Thursday, January 26, 2006

Vision work

I have been thinking about how to think about the prospect of the Lyme treatment making me recover. You may decide from the foregoing statement that I am a fear-driven, self-control freak. Well, but no. I'm just gifted with a multitrack mind and an invincible spirit. Plus, I'm modest.

Rationally I know that it's quite likely that I have ALS and Lyme, and that curing the Lyme won't stop the ALS any more than closing the barn door helps Uncle Reemus on date night after the horse has run out.

But I decided that it would be a bad move, in terms of strategic emotions, to center my expectations around the reality that Lyme treatment may not stop my ALS. I have decided, instead, to do positive vision work around the idea that this will save me from death.

You may worry that I am setting myself up for a big letdown if this doesn't prove to be the case. Well, prior to diagnosis I might have agreed with you. But my experience with ALS has taught me something that many of you have said, in one way or another, in comments: I am one strong, brave, admirable person. And modest.
+--
# AIM OF THE EXERCISE
Return the full "Vision work" blog post word for word, with nothing changed.

# SOURCE MATERIAL
+--
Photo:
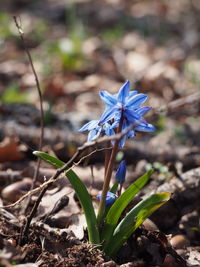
+--
# ANSWER TO THE PROBLEM
Thursday, January 26, 2006

Vision work

I have been thinking about how to think about the prospect of the Lyme treatment making me recover. You may decide from the foregoing statement that I am a fear-driven, self-control freak. Well, but no. I'm just gifted with a multitrack mind and an invincible spirit. Plus, I'm modest.

Rationally I know that it's quite likely that I have ALS and Lyme, and that curing the Lyme won't stop the ALS any more than closing the barn door helps Uncle Reemus on date night after the horse has run out.

But I decided that it would be a bad move, in terms of strategic emotions, to center my expectations around the reality that Lyme treatment may not stop my ALS. I have decided, instead, to do positive vision work around the idea that this will save me from death.

You may worry that I am setting myself up for a big letdown if this doesn't prove to be the case. Well, prior to diagnosis I might have agreed with you. But my experience with ALS has taught me something that many of you have said, in one way or another, in comments: I am one strong, brave, admirable person. And modest.